[Rows from a dataset for labeling boxes]
..............................

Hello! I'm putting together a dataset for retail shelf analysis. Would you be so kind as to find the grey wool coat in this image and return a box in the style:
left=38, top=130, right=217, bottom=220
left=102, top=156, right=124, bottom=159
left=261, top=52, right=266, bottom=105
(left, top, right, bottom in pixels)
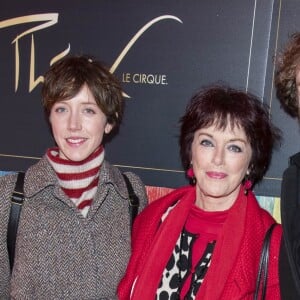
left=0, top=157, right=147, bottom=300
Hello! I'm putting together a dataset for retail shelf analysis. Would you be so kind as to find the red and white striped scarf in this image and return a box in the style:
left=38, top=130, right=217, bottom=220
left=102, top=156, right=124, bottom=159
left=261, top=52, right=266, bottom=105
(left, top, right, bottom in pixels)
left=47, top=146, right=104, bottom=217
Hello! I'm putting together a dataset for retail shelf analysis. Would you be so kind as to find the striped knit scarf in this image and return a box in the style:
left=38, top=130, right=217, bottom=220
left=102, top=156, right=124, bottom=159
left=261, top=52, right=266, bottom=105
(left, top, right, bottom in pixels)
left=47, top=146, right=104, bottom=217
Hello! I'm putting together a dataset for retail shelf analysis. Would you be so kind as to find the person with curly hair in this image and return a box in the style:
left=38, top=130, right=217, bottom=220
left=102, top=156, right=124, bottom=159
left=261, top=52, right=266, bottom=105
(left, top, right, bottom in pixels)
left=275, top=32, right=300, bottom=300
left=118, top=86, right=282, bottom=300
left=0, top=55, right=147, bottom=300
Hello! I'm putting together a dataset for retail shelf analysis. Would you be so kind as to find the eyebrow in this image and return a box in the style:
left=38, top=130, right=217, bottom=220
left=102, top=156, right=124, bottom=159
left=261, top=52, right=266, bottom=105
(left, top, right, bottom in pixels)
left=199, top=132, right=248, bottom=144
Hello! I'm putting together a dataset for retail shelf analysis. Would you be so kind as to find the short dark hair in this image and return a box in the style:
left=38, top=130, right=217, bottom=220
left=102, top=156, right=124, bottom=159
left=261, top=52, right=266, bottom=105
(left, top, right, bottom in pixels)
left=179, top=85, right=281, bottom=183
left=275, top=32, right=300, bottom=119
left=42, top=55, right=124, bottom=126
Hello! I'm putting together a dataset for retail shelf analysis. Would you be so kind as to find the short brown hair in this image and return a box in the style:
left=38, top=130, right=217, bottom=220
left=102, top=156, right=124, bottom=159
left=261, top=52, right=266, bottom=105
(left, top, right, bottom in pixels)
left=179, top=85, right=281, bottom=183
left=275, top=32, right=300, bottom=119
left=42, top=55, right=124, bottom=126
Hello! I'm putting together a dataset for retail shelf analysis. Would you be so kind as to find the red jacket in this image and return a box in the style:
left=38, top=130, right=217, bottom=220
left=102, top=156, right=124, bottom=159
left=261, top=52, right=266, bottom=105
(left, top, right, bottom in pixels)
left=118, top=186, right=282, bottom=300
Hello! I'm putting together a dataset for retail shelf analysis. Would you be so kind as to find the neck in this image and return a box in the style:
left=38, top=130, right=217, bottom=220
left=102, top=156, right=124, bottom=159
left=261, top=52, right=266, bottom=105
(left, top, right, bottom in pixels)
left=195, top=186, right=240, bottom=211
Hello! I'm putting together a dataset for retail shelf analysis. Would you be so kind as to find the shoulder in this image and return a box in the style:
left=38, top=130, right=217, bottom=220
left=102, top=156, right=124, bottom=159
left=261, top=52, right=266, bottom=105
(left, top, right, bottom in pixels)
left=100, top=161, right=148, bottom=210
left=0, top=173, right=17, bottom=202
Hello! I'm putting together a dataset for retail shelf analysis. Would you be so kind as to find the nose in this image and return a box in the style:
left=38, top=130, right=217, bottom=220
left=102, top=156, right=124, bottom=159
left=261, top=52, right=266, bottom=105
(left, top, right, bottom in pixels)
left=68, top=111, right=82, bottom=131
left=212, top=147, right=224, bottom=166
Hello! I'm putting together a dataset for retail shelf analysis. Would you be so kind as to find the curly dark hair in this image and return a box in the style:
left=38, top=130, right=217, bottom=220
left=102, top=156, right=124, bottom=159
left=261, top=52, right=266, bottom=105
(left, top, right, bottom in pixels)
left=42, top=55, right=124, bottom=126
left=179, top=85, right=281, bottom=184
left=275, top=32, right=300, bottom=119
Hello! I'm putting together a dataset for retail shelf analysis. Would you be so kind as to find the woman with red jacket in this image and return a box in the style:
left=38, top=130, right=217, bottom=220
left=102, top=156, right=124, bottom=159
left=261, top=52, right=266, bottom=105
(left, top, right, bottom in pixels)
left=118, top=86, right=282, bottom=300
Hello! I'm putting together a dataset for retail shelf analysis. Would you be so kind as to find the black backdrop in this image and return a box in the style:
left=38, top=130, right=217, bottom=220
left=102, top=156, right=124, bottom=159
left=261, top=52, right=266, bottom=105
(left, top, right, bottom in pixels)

..............................

Put every line of the data above into a numbered list, skipping any blank lines and leaving out the pictures.

**Exercise answer:**
1. Hello! I'm putting together a dataset for retail shelf analysis. Would you be so kind as to find the grey wool coat in this image and return a box in the style:
2. left=38, top=130, right=217, bottom=220
3. left=102, top=156, right=124, bottom=159
4. left=261, top=52, right=266, bottom=105
5. (left, top, right, bottom in pixels)
6. left=0, top=157, right=147, bottom=300
7. Hello! I'm putting together a dataset for retail shelf analysis. Would you be so kind as to find the red and white striped scarf in this image and return a box in the style:
8. left=38, top=130, right=217, bottom=220
9. left=102, top=156, right=124, bottom=159
10. left=261, top=52, right=266, bottom=105
11. (left, top, right, bottom in pixels)
12. left=47, top=146, right=104, bottom=217
13. Hello! I'm putting together a dataset for retail shelf analysis. Would you be so kind as to find the striped knit scarf in this image and return a box in the style:
14. left=38, top=130, right=217, bottom=220
15. left=102, top=156, right=124, bottom=159
16. left=261, top=52, right=266, bottom=105
17. (left, top, right, bottom in pixels)
18. left=47, top=146, right=104, bottom=217
19. Hello! I'm putting together a dataset for retail shelf analysis. Would you be so kind as to find the person with curly hair in this image and return a box in the style:
20. left=38, top=130, right=217, bottom=220
21. left=102, top=156, right=124, bottom=159
22. left=261, top=52, right=266, bottom=105
23. (left, top, right, bottom in pixels)
24. left=275, top=32, right=300, bottom=300
25. left=118, top=86, right=282, bottom=300
26. left=0, top=55, right=147, bottom=300
27. Hello! I'm putting together a dataset for retail shelf analysis. Would you be so kind as to find the eyebrow in this image and return a box in the style:
28. left=38, top=130, right=217, bottom=220
29. left=102, top=156, right=124, bottom=159
30. left=261, top=52, right=266, bottom=105
31. (left, top, right, bottom in pixels)
32. left=199, top=132, right=248, bottom=144
33. Hello! I'm putting together a dataset for retail shelf analysis. Would you be so kind as to find the short dark hair in this image and return a box in the style:
34. left=38, top=130, right=217, bottom=220
35. left=102, top=156, right=124, bottom=159
36. left=261, top=52, right=266, bottom=105
37. (left, top, right, bottom in pixels)
38. left=179, top=85, right=281, bottom=183
39. left=275, top=32, right=300, bottom=119
40. left=42, top=55, right=124, bottom=126
41. Hello! I'm putting together a dataset for retail shelf analysis. Would you be so kind as to find the short brown hair in this image and return a box in the style:
42. left=38, top=130, right=217, bottom=220
43. left=102, top=156, right=124, bottom=159
44. left=261, top=52, right=266, bottom=105
45. (left, top, right, bottom in pixels)
46. left=179, top=85, right=281, bottom=183
47. left=275, top=32, right=300, bottom=119
48. left=42, top=55, right=124, bottom=126
49. Hello! I'm putting together a dataset for retail shelf analysis. Would you be so kind as to find the red jacket in this image and return a box in the style:
50. left=38, top=130, right=217, bottom=220
51. left=102, top=156, right=124, bottom=159
52. left=261, top=52, right=266, bottom=105
53. (left, top, right, bottom in pixels)
54. left=118, top=186, right=282, bottom=300
55. Hello! I'm putting together a dataset for retail shelf analysis. Would you be so kind as to find the neck in this image and return a box in the style:
56. left=38, top=130, right=217, bottom=220
57. left=102, top=156, right=124, bottom=159
58. left=261, top=52, right=266, bottom=105
59. (left, top, right, bottom in pixels)
60. left=195, top=186, right=240, bottom=211
61. Hello! I'm putting together a dataset for retail shelf analysis. Would you be so kind as to find the shoulder in this image and return a box in the style:
62. left=38, top=130, right=217, bottom=220
63. left=102, top=156, right=124, bottom=159
64. left=261, top=52, right=266, bottom=105
65. (left, top, right, bottom in pixels)
66. left=100, top=161, right=148, bottom=210
67. left=0, top=173, right=17, bottom=202
68. Hello! I'm putting together a dataset for retail shelf analysis. Would you be so kind as to find the nose in this image and return a box in the style:
69. left=38, top=130, right=217, bottom=220
70. left=102, top=156, right=124, bottom=159
71. left=261, top=52, right=266, bottom=105
72. (left, top, right, bottom in pixels)
73. left=68, top=111, right=82, bottom=131
74. left=212, top=147, right=224, bottom=166
75. Hello! I'm putting together a dataset for retail shelf analysis. Would you be so kind as to find the curly dark hair in this image and return a box in the style:
76. left=38, top=130, right=217, bottom=220
77. left=102, top=156, right=124, bottom=159
78. left=261, top=52, right=266, bottom=105
79. (left, top, right, bottom in pixels)
80. left=42, top=55, right=124, bottom=126
81. left=179, top=85, right=281, bottom=184
82. left=275, top=32, right=300, bottom=119
83. Hello! I'm putting together a dataset for retail shelf analysis. Would you be so kind as to find the woman with red jacket in this image and return a box in the style:
84. left=38, top=130, right=217, bottom=220
85. left=102, top=156, right=124, bottom=159
86. left=261, top=52, right=266, bottom=105
87. (left, top, right, bottom in pixels)
88. left=118, top=86, right=282, bottom=300
89. Hello! I'm putting together a dataset for retail shelf analysis. Would you be so kind as to find the black backdrop in this image and return a box in the style:
90. left=38, top=130, right=217, bottom=220
91. left=102, top=156, right=124, bottom=159
92. left=261, top=52, right=266, bottom=105
93. (left, top, right, bottom in pixels)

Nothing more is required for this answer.